Look over the lines below. Report each one that includes the string "target".

- **Listed records**
□ □ □ □ □

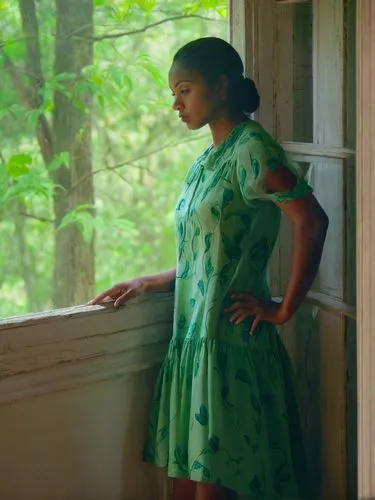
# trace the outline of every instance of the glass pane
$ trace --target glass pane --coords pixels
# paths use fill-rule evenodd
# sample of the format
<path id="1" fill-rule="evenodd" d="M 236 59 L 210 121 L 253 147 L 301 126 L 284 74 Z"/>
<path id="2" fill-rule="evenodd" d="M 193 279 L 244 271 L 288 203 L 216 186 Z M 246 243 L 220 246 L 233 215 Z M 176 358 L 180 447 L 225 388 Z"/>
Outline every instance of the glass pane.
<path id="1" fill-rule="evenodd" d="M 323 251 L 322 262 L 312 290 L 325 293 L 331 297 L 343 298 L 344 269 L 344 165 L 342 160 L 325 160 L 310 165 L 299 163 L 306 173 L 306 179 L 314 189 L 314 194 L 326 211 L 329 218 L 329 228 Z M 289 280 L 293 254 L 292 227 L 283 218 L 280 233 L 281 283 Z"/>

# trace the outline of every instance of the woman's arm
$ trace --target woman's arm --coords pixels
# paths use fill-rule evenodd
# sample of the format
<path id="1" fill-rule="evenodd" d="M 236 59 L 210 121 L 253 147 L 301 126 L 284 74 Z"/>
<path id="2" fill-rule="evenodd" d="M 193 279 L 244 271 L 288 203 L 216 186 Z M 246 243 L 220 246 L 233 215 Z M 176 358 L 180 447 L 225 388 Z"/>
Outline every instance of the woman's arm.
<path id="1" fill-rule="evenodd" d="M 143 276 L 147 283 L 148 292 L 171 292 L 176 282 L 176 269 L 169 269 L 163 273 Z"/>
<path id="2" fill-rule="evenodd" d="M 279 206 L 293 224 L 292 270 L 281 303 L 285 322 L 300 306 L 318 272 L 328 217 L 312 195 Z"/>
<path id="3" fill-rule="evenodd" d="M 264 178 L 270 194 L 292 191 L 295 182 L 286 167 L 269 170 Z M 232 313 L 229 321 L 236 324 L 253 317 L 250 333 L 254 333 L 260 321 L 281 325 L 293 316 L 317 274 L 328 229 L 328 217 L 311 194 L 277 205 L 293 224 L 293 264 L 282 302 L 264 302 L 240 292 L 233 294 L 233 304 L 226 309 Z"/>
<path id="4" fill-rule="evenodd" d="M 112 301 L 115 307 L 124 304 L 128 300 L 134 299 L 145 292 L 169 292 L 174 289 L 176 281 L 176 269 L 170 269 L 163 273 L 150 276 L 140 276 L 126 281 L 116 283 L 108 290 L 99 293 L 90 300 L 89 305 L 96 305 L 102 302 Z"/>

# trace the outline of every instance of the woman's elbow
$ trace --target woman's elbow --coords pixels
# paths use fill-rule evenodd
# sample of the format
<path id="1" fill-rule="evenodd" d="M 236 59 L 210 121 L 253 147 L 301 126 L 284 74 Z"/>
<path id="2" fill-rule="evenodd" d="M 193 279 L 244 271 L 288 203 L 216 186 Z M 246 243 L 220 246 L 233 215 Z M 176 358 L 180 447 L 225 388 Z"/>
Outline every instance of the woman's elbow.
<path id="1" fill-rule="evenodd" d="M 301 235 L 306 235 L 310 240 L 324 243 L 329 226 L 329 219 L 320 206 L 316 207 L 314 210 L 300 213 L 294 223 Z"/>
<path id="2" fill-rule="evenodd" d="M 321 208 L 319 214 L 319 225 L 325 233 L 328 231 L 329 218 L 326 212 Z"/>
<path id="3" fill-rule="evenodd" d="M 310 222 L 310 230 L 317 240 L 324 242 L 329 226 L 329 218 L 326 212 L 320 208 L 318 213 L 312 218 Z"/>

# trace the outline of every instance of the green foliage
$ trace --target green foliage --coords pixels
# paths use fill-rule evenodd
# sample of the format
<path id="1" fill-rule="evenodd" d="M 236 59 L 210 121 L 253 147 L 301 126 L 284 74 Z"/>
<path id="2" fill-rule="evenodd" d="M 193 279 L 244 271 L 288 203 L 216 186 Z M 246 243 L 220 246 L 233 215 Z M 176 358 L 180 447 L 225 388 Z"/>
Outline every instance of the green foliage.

□ □ □ □ □

- **Expected output**
$ trace --target glass pane --coords pixels
$ trace --target woman's arm --coords pixels
$ trace --target woman's elbow --coords pixels
$ trace --target green foliage --coords pixels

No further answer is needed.